■ **The problem**
In the records, from the line with "Identify every instance of the blurred" through the end, change "shrub" to "bush" and keep everything else the same. Write out only those lines.

■ **Exercise input**
********

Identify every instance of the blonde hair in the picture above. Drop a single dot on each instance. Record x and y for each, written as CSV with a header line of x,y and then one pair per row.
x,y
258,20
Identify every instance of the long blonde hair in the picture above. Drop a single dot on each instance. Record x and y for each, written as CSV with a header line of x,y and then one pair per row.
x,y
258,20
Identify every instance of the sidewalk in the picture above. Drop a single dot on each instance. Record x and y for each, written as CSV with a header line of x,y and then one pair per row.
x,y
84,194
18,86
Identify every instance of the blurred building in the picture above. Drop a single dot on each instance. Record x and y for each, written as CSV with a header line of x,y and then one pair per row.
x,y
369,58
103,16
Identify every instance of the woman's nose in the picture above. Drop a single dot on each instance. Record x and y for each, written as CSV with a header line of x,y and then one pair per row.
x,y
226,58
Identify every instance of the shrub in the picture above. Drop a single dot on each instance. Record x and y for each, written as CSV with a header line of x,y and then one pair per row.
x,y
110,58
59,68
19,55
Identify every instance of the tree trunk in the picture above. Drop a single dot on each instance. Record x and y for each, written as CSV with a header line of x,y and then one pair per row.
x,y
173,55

********

■ **Finished task**
Identify every instance of the blurred building in the picture above. Drop a single dot on each instance. Record x and y for each, written as CSV with a header line of x,y and then one pair per row.
x,y
369,58
103,16
Identify every instance of the woman's nose in the picture above. Drop a single dot on each instance. Record x and y for each, written as CSV with a header line of x,y and then one pair per row.
x,y
226,58
Identify every instance of the bush in the picture above. Drop a single dot on each instance. Record x and y for each, written as CSV with a header line of x,y and then one pair per row.
x,y
110,58
59,68
19,55
Identify every instance of the tree trunk in the picture above. Drop a single dot on each instance. Record x and y for each, written as CSV with a header line of x,y and then one pair per row.
x,y
173,55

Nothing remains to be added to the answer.